(Extracted data entries)
--- START ---

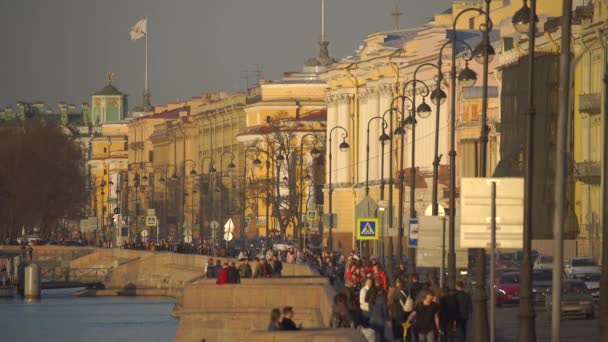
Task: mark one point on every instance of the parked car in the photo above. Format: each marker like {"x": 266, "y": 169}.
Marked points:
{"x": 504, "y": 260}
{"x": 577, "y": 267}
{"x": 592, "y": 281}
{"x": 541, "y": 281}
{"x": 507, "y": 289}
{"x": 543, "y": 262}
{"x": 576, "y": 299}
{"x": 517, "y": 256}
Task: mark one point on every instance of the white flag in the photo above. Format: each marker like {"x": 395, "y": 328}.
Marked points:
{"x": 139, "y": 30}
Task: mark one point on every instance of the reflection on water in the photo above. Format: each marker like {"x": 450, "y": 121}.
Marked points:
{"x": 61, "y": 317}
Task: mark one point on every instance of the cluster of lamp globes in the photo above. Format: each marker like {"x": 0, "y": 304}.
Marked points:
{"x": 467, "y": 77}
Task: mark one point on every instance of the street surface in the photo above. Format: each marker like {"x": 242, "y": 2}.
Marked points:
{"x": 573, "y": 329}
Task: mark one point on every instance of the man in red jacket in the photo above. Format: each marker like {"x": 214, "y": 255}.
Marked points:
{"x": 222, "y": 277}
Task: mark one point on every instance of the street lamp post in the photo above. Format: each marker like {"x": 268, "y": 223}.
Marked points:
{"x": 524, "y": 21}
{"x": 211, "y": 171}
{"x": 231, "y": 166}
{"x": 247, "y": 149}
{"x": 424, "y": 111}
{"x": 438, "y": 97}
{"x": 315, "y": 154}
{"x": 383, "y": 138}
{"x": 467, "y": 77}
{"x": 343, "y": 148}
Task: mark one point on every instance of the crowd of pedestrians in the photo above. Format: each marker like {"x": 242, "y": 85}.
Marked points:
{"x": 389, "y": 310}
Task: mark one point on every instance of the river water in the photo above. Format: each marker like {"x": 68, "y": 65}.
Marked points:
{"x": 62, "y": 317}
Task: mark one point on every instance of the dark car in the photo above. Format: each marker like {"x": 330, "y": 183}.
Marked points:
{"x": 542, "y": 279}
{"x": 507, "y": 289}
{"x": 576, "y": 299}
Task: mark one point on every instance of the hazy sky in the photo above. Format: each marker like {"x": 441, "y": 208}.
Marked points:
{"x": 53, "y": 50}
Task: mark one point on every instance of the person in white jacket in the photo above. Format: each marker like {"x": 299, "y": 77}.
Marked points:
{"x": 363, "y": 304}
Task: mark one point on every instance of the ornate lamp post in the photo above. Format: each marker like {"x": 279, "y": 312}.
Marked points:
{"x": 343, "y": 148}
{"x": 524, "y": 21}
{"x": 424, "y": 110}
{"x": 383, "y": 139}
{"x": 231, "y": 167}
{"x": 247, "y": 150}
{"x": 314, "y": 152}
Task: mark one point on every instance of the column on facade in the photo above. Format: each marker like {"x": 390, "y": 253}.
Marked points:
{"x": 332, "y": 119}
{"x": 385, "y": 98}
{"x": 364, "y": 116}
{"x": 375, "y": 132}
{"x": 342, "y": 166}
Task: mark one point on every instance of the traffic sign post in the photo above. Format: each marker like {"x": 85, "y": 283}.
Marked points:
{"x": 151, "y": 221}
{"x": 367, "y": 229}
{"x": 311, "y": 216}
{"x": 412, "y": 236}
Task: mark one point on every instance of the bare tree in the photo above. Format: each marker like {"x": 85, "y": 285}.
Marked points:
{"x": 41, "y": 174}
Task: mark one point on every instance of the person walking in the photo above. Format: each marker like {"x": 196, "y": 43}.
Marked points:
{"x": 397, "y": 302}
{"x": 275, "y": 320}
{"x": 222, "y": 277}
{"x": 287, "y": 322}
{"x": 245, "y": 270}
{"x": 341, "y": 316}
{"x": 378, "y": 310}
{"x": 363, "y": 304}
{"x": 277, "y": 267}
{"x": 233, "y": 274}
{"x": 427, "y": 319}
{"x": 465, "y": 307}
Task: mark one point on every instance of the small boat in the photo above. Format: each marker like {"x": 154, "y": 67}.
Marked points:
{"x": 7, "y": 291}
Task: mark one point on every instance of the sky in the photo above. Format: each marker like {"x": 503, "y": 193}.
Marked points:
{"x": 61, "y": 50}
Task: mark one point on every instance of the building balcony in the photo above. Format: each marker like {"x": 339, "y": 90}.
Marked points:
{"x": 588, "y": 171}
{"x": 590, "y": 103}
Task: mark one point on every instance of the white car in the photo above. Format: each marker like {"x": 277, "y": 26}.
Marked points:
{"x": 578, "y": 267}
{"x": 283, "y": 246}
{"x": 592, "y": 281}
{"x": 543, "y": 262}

--- END ---

* [WORK TO BE COMPLETED]: Scan the records above, then copy out each line that mentions "post".

* [REPLY TO THE EXERCISE]:
Task: mark one point on every instance of the street lamp post in the photo above. Format: each marker like {"x": 268, "y": 223}.
Task: mark one point on every instance of the ornate lamp post in the photo above. Format: each marker like {"x": 279, "y": 312}.
Task: mark one point on every instance of the traffic sign post in the photo above. Format: each marker like {"x": 85, "y": 283}.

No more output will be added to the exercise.